**What to work on:** Hunt through the lines below for the string "golden" and copy each one that has it.

**Given information:**
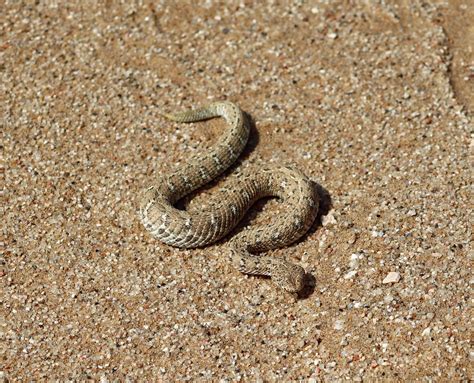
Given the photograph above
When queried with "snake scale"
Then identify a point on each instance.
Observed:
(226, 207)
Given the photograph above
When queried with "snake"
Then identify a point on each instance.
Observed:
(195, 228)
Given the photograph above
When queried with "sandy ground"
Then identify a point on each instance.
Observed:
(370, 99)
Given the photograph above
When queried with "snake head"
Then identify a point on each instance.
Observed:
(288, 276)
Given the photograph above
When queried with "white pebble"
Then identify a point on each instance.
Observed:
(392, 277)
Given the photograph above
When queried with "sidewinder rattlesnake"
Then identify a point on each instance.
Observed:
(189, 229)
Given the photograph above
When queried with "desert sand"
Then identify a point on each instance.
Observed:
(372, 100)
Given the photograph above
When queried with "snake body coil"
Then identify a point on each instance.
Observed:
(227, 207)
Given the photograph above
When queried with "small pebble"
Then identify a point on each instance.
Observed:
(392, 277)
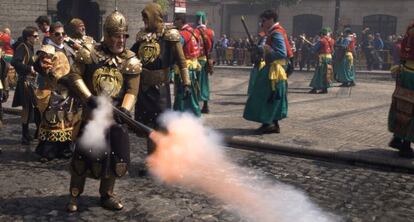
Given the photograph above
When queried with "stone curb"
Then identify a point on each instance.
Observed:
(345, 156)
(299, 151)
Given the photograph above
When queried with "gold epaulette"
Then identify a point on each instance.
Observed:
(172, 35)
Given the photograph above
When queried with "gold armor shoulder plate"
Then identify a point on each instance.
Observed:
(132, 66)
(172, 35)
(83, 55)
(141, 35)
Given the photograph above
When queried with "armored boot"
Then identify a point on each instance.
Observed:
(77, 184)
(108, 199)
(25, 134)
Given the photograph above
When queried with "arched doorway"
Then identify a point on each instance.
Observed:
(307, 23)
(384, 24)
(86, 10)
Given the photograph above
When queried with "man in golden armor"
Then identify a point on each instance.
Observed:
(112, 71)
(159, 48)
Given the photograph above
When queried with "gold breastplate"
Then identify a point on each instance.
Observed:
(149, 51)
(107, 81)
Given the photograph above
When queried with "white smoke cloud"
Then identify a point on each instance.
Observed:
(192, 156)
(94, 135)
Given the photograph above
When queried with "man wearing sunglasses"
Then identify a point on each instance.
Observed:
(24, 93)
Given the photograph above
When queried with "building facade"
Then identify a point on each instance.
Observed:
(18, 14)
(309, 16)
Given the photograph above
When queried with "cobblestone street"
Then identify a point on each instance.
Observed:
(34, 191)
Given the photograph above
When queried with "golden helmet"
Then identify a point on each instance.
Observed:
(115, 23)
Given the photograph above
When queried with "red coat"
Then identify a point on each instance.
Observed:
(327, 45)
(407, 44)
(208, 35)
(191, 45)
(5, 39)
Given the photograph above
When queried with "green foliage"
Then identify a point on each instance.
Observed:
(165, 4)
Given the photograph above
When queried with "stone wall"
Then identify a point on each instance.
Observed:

**Final answer:**
When queried with "man in golden armor"
When queried with "golden helmet"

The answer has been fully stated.